*REQUIRED WORK*. Pick up the film photography text after its last sentence and keep it going.

Most seem to get into film seeking the colors and character that only images shot on film have (though some brands like Fuji do an excellent job of replicating it in their digital cameras). Meanwhile, others are attracted by the process itself — the mechanical nature of the cameras and lenses, the limitation of having one speed and few shots, the inability to review your images until they have been developed, and in some cases, developing and scanning your own images. Whatever your reasons, it's undeniable that film cameras offer a very different experience from that of their digital successors.

Thankfully, used SLRs are easy to find. Film manufacturers such as Kodak have been ramping up production to meet the Millenial and Gen Z demand, and there are more online resources on film photography with each passing day. Now might be a good time to go out, pick up an SLR and some rolls of film, and start shooting. Before you do, though, here are a few tips you might need to know to make your introduction to film photography as smooth as possible.

Camera bodies

You can typically find three types of 35mm cameras: Single Lens Reflex (SLR), Rangefinder, and Point-and-shoot.

Single Lens Reflex cameras operate on a single lens. A mirror and prism reflect the image from the lens to the viewfinder, so what you see will be projected onto the film when exposed.

With a rangefinder camera, there are two separate lenses used for focusing — what you see isn't exactly what your primary lens sees, but it is very close.

Point-and-shoot cameras generally have basic autofocus or a fixed focus and focal length. You will have to zoom and focus with your feet, i.e., by physically moving closer or away from your subject.

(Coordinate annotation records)
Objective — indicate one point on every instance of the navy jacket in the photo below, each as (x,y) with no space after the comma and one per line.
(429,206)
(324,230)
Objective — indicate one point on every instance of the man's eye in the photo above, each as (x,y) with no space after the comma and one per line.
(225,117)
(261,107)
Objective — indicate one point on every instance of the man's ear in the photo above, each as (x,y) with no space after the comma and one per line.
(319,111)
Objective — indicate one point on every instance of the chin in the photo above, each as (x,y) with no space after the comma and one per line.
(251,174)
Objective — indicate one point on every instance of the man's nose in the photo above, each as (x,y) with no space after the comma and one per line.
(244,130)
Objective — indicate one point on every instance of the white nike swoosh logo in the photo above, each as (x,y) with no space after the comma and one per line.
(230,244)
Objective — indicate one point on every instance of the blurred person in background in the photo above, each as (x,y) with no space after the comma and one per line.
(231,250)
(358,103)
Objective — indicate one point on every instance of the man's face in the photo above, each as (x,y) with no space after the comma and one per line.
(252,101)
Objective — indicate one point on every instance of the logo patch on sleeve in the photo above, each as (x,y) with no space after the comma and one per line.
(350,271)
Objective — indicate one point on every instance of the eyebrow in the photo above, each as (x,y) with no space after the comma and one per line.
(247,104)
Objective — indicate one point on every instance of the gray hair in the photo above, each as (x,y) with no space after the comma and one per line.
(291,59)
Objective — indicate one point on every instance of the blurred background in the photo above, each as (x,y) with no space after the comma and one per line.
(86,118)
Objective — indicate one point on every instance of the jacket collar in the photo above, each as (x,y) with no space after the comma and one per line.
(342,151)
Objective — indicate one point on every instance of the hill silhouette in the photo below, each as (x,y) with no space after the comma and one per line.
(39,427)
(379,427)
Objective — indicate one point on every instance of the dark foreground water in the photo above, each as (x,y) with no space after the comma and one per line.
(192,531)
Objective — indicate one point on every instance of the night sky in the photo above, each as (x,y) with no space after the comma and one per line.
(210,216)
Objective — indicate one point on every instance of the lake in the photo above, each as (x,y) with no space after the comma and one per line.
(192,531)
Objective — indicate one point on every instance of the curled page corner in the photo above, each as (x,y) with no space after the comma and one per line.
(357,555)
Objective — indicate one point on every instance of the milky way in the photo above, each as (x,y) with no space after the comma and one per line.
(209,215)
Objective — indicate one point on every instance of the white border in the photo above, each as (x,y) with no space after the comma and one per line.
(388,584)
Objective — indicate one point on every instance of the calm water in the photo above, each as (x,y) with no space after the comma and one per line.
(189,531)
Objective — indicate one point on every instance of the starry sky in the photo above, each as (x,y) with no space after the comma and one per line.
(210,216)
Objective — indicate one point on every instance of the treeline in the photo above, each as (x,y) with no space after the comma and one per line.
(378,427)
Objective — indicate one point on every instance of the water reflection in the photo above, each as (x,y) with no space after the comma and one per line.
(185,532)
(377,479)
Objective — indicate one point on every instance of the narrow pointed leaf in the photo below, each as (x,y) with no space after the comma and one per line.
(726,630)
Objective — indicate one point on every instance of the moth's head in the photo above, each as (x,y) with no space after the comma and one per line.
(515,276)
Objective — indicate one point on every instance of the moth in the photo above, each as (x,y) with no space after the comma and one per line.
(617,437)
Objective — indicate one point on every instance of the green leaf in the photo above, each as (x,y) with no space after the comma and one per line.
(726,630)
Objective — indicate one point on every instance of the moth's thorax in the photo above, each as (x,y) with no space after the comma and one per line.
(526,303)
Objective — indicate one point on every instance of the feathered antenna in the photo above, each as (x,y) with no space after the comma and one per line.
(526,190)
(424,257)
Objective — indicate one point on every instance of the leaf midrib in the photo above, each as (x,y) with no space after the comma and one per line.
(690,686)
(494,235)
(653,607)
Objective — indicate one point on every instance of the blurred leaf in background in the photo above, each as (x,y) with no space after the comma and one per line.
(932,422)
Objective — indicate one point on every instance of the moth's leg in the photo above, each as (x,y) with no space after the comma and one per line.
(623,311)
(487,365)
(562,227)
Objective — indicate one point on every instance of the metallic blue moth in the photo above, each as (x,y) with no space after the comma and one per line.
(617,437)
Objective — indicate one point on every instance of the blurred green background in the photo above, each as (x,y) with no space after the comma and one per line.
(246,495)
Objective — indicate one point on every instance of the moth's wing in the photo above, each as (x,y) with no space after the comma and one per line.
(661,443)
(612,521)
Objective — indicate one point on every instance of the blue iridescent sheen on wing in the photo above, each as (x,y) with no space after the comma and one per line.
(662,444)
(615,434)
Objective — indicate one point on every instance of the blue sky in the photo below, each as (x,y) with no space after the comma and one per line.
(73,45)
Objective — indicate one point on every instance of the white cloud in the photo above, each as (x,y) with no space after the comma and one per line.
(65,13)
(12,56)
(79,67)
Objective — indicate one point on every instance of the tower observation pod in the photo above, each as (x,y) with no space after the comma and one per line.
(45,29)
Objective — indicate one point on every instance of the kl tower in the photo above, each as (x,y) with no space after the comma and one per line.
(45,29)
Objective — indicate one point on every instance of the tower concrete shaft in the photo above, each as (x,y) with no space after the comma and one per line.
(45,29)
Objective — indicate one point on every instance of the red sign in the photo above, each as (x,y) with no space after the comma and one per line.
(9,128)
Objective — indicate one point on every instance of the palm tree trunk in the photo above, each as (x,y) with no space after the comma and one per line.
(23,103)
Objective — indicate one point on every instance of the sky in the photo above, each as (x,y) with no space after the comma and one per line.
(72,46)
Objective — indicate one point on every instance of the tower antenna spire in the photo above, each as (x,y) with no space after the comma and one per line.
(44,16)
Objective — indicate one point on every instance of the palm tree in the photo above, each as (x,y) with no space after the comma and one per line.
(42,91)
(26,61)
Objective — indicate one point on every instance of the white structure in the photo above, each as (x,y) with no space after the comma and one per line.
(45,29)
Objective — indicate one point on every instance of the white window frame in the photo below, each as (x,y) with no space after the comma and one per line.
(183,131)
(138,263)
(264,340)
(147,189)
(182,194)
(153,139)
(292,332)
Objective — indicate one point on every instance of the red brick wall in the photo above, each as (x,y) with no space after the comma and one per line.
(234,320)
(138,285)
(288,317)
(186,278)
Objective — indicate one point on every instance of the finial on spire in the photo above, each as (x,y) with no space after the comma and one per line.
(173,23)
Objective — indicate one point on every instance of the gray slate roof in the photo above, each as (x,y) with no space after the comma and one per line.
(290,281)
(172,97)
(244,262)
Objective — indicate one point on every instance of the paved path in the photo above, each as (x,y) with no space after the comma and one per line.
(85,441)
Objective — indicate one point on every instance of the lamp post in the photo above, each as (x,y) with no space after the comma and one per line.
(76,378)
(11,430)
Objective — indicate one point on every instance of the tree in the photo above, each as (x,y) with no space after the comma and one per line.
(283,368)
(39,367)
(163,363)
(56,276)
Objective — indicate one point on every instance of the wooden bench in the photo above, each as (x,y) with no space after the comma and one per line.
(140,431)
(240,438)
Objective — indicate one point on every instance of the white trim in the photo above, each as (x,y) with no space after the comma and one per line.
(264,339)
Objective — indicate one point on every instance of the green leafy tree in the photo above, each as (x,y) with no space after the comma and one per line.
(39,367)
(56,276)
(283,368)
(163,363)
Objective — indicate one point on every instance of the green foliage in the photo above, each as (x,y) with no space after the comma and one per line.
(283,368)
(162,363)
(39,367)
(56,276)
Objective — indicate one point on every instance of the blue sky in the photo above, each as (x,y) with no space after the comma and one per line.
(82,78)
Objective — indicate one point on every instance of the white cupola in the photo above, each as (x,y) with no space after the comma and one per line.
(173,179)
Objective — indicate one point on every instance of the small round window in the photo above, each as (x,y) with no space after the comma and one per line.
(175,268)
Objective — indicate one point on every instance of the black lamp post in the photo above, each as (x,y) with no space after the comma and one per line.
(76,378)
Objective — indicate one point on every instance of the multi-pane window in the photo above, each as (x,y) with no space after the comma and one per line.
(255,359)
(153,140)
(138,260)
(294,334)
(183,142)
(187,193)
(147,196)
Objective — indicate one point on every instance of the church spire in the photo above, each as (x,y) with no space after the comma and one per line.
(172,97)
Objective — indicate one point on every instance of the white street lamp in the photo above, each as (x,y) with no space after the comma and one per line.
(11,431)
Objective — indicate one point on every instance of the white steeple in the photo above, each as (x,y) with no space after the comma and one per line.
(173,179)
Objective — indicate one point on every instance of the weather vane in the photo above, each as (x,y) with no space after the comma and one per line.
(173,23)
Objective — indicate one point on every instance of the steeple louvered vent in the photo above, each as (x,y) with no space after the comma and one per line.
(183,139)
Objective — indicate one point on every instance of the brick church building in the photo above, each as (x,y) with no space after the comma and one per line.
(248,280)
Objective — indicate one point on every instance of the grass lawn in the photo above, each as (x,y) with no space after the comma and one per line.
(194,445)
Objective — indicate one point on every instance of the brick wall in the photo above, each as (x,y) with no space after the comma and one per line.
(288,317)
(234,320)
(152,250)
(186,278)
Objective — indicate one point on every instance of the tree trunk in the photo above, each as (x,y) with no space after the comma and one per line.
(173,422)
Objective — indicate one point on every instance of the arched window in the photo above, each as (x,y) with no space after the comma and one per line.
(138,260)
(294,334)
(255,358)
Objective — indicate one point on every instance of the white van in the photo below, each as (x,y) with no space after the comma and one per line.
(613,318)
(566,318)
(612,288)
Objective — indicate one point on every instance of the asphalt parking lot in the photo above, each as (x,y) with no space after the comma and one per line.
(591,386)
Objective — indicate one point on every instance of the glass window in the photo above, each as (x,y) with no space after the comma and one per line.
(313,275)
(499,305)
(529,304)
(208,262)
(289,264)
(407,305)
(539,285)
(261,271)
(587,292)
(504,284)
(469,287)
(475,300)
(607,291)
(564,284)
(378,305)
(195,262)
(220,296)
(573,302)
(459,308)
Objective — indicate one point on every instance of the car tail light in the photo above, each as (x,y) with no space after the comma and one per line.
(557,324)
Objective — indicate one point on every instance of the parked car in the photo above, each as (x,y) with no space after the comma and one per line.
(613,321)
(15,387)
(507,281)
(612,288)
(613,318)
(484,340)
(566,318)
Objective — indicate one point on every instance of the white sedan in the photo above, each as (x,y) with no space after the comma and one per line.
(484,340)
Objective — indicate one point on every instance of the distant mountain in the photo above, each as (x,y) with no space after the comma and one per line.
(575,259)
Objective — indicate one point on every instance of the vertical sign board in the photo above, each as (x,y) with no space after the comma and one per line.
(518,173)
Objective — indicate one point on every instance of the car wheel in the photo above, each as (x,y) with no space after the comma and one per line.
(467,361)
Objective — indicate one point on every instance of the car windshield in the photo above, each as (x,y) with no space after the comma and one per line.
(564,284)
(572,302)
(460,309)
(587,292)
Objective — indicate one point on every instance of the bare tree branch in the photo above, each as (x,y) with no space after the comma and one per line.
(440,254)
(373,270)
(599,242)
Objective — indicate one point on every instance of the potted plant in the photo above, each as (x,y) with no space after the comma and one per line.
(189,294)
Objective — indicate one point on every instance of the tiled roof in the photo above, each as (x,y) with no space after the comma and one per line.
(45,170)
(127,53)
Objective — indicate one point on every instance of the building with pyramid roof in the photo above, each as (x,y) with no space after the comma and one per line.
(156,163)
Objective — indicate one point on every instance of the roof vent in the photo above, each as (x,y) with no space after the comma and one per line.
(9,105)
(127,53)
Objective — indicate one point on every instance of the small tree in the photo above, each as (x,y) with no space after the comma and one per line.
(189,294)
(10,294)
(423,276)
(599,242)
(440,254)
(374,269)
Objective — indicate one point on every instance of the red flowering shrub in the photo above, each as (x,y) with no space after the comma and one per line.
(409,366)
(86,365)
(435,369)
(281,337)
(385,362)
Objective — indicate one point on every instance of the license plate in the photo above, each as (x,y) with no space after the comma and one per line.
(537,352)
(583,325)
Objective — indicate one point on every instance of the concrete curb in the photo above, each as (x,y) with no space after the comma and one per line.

*THE OUTPUT*.
Point-and-shoot cameras are an excellent way to take quick photos and familiarize yourself with film without a massive investment in gear or training. Meanwhile, an SLR will likely be your best bet if you are looking for more learning, involvement, and creative control in the process of making photos. The same applies to rangefinders, though they can be harder to find and more expensive. If money is no object, you can still buy brand-new rangefinders, but we suggest you buy something affordable from the used market for your first foray into 35mm photography.


If you buy an SLR or rangefinder body, you will also have to buy at least one lens (also called "glass"), and choosing the right one(s) is possibly the most important step. As any photographer will tell you, you will want to invest in good glass over anything else. This is even more crucial in film photography because a manual camera and film reel will not apply lens corrections or any other edits. What you shoot is what you get, so give yourself the best chance of getting something good.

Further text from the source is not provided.